Please gather every line in the entries below that contains the string "tarmac". Matches are case-sensitive.

┌──

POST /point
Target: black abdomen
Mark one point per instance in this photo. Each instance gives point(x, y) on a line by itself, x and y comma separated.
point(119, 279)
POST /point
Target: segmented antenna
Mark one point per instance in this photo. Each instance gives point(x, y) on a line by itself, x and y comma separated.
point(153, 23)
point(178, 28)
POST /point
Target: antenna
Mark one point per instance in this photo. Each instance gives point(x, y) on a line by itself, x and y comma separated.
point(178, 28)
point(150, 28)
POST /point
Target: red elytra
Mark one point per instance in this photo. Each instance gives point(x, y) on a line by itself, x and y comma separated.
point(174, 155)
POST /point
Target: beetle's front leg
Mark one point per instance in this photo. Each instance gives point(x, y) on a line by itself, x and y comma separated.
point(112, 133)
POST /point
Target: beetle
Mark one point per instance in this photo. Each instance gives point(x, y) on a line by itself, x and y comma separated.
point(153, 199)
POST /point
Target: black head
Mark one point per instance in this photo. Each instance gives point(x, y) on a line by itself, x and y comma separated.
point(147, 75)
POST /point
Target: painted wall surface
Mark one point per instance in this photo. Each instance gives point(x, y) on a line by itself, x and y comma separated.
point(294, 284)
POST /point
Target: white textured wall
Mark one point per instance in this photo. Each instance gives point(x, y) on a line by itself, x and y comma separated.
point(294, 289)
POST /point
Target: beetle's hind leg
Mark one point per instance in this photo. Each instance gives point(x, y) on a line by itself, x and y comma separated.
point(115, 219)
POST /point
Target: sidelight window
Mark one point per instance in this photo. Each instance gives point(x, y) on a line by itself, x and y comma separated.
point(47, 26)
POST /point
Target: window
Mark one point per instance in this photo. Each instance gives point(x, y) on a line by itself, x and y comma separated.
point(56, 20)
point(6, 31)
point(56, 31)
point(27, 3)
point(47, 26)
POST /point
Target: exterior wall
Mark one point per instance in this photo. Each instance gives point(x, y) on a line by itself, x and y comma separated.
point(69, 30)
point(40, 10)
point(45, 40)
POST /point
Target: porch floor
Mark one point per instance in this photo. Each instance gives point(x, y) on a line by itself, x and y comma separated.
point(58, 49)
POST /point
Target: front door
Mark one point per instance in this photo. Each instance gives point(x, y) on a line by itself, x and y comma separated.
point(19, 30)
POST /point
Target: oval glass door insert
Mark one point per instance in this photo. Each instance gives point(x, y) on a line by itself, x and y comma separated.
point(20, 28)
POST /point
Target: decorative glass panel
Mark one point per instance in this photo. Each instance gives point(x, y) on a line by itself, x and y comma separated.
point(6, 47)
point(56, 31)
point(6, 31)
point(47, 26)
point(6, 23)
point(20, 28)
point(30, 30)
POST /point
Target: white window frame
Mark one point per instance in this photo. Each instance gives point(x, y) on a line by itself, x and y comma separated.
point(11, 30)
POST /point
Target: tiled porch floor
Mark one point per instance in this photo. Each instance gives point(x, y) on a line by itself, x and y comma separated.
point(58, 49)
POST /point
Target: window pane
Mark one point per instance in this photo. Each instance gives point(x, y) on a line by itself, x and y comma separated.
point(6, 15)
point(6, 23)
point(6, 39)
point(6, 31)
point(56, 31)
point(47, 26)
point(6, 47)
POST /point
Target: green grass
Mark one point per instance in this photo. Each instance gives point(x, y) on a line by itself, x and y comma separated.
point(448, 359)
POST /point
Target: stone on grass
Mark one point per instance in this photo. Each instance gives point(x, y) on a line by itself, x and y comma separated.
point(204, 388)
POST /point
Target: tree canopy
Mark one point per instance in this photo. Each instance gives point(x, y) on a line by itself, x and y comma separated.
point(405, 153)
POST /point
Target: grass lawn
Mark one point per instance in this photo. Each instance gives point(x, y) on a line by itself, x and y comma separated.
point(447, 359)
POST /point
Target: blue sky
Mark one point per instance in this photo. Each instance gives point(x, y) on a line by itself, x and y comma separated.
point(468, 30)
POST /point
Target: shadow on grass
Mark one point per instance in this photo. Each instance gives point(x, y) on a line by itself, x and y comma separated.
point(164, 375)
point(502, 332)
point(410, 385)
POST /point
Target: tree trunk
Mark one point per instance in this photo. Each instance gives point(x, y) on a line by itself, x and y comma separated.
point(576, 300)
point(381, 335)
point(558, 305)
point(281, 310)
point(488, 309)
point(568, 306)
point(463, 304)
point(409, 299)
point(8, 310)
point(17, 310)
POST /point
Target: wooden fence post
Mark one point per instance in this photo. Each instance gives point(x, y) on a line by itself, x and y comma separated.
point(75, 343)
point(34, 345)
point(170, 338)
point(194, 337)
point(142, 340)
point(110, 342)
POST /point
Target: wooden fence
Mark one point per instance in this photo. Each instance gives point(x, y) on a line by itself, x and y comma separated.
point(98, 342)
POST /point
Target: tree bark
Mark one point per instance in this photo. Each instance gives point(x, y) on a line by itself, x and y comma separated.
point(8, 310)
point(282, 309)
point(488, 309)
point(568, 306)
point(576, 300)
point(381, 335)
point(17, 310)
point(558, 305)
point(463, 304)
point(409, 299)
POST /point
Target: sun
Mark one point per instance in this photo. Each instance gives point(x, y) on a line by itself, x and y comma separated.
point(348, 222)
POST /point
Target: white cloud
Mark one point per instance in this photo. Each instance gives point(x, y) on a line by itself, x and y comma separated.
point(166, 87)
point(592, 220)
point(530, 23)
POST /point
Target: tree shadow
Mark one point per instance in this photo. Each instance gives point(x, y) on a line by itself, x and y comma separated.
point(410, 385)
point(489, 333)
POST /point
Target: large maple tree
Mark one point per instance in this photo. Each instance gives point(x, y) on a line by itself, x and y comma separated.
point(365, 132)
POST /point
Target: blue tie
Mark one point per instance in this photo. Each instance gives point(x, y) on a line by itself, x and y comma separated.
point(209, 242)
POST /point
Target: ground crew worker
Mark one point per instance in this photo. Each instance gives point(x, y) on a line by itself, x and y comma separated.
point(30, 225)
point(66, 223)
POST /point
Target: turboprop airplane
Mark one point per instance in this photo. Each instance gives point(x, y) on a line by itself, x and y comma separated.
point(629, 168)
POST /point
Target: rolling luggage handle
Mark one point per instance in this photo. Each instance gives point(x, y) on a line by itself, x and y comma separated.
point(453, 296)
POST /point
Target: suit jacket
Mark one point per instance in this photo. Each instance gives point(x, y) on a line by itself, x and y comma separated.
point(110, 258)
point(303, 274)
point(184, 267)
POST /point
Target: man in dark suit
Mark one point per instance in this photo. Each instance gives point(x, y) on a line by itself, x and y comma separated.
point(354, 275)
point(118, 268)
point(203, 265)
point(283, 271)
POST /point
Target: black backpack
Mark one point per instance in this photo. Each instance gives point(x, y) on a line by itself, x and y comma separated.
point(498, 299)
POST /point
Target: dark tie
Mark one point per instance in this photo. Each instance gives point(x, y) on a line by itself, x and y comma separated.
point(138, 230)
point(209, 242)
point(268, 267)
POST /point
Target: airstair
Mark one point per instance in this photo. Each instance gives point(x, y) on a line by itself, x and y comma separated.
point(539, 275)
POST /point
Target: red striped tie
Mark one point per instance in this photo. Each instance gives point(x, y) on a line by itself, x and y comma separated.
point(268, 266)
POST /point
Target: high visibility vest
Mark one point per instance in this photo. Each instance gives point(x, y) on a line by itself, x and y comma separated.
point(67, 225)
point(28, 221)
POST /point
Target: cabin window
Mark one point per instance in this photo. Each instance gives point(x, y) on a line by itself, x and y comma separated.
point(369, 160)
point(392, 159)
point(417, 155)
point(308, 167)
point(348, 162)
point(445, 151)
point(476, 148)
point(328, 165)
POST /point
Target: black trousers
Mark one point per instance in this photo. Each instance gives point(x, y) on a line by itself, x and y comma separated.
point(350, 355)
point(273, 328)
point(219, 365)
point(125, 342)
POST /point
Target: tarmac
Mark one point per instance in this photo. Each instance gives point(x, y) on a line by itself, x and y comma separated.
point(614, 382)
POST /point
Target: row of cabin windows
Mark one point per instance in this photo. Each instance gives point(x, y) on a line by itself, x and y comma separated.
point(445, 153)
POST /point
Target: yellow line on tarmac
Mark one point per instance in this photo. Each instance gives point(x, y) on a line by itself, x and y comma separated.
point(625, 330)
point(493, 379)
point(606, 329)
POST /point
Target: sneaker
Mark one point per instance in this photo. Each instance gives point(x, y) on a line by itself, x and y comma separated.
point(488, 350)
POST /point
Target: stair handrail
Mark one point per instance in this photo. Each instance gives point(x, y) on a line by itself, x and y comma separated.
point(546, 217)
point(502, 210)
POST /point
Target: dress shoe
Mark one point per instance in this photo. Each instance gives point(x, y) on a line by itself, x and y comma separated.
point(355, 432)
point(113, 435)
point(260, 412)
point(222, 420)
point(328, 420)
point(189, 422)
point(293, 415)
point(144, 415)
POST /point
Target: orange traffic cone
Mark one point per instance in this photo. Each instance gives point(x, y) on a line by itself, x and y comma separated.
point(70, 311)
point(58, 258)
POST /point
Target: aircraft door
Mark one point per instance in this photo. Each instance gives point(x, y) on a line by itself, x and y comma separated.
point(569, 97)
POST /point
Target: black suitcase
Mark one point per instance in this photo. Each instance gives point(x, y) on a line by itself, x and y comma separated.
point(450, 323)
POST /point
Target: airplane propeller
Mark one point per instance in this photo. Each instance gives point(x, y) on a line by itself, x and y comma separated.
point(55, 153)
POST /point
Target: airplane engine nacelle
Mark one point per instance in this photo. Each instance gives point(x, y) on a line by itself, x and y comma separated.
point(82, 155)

└──

* [PROBLEM SOLUTION]:
Target: tarmac
Target: yellow line on tarmac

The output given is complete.